= Job A =
In the probability solution, write out the part from "Box I contains" to "is non prime." again, substituting "tickets" for "cards".

= Supplied passage =
+--

Box I contains 30 cards numbered 1 to 30 and Box II contains 20 cards numbered 31 to 50 . A box is selected at random and a card is drawn from it. The
number on the card is found to be a non-prime number. The probability that the card was drawn from Box $I$ is :
Correct Option: 1
Let $\mathrm{B}_{1}$ be the event where Box-I is selected. $\& \mathrm{~B}_{2} \rightarrow$ where box-II selected
$\mathrm{P}\left(\mathrm{B}_{1}\right)=\mathrm{P}\left(\mathrm{B}_{2}\right)=\frac{1}{2}$
Let $\mathrm{E}$ be the event where selected card is non prime.
For $\mathrm{B}_{1}$ : Prime numbers :
$\{2,3,5,7,11,13,17,19,23,29\}$
For $\mathrm{B}_{2}$ : Prime numbers :
$\{31,37,41,43,47\}$
$\mathrm{P}(\mathrm{E})=\mathrm{P}\left(\mathrm{B}_{1}\right) \times \mathrm{P}\left(\frac{\mathrm{E}}{\mathrm{B}_{1}}\right)+\mathrm{P}\left(\mathrm{B}_{2}\right) \mathrm{P}\left(\frac{\mathrm{E}}{\mathrm{B}_{2}}\right)$
$=\frac{1}{2} \times \frac{20}{30}+\frac{1}{2} \times \frac{15}{20}$
Required probability :
$P\left(\frac{B_{1}}{E}\right)=\frac{\frac{1}{2} \times \frac{20}{30}}{\frac{1}{2} \times \frac{20}{30}+\frac{1}{2} \times \frac{15}{20}}=\frac{\frac{2}{3}}{\frac{2}{3}+\frac{3}{4}}=\frac{8}{17}$

+--

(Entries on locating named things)

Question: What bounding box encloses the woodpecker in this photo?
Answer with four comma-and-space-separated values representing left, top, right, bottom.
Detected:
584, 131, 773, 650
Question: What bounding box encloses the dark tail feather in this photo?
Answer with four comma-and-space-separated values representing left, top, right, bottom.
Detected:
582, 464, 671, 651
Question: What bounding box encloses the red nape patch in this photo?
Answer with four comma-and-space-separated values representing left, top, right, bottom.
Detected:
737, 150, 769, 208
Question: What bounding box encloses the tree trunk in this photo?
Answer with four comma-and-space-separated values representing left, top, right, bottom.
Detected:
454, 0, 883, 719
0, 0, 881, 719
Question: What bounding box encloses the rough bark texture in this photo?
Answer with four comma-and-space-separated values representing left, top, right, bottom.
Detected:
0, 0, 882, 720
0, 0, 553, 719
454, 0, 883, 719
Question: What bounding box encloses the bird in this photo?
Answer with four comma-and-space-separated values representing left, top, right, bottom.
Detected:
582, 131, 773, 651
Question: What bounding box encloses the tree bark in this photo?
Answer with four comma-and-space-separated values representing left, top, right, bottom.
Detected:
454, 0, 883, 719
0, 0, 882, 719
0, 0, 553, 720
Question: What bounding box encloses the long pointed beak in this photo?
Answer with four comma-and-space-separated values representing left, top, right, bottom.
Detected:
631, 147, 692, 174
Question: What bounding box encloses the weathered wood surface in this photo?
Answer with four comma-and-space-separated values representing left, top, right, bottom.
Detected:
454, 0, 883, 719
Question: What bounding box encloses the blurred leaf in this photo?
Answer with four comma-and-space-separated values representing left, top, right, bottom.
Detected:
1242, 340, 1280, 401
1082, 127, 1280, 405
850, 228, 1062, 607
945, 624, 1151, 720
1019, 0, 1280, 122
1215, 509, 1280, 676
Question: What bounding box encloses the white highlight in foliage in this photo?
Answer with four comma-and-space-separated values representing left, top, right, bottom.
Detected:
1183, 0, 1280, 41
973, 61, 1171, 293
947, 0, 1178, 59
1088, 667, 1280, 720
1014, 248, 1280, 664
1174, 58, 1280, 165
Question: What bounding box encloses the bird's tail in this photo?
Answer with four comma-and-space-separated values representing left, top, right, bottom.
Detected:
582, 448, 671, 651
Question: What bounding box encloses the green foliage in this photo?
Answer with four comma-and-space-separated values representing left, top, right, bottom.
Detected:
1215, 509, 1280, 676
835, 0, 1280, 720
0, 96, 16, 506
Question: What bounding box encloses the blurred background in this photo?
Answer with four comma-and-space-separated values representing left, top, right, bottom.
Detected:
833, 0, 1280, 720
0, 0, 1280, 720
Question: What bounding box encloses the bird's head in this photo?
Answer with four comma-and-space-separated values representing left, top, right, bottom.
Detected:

+--

= Job B =
Transcribe the rows from the line with "Question: What bounding box encloses the dark" to the line with "0, 0, 553, 720", including both of those lines.

= Correct answer A =
Box I contains 30 tickets numbered 1 to 30 and Box II contains 20 tickets numbered 31 to 50 . A box is selected at random and a card is drawn from it. The
number on the card is found to be a non-prime number. The probability that the card was drawn from Box $I$ is :
Correct Option: 1
Let $\mathrm{B}_{1}$ be the event where Box-I is selected. $\& \mathrm{~B}_{2} \rightarrow$ where box-II selected
$\mathrm{P}\left(\mathrm{B}_{1}\right)=\mathrm{P}\left(\mathrm{B}_{2}\right)=\frac{1}{2}$
Let $\mathrm{E}$ be the event where selected card is non prime.

= Correct answer B =
Question: What bounding box encloses the dark tail feather in this photo?
Answer with four comma-and-space-separated values representing left, top, right, bottom.
Detected:
582, 464, 671, 651
Question: What bounding box encloses the red nape patch in this photo?
Answer with four comma-and-space-separated values representing left, top, right, bottom.
Detected:
737, 150, 769, 208
Question: What bounding box encloses the tree trunk in this photo?
Answer with four comma-and-space-separated values representing left, top, right, bottom.
Detected:
454, 0, 883, 719
0, 0, 881, 719
Question: What bounding box encloses the rough bark texture in this photo?
Answer with four comma-and-space-separated values representing left, top, right, bottom.
Detected:
0, 0, 882, 720
0, 0, 553, 719
454, 0, 883, 719
Question: What bounding box encloses the bird in this photo?
Answer with four comma-and-space-separated values representing left, top, right, bottom.
Detected:
582, 131, 773, 651
Question: What bounding box encloses the tree bark in this photo?
Answer with four comma-and-space-separated values representing left, top, right, bottom.
Detected:
454, 0, 883, 719
0, 0, 882, 719
0, 0, 553, 720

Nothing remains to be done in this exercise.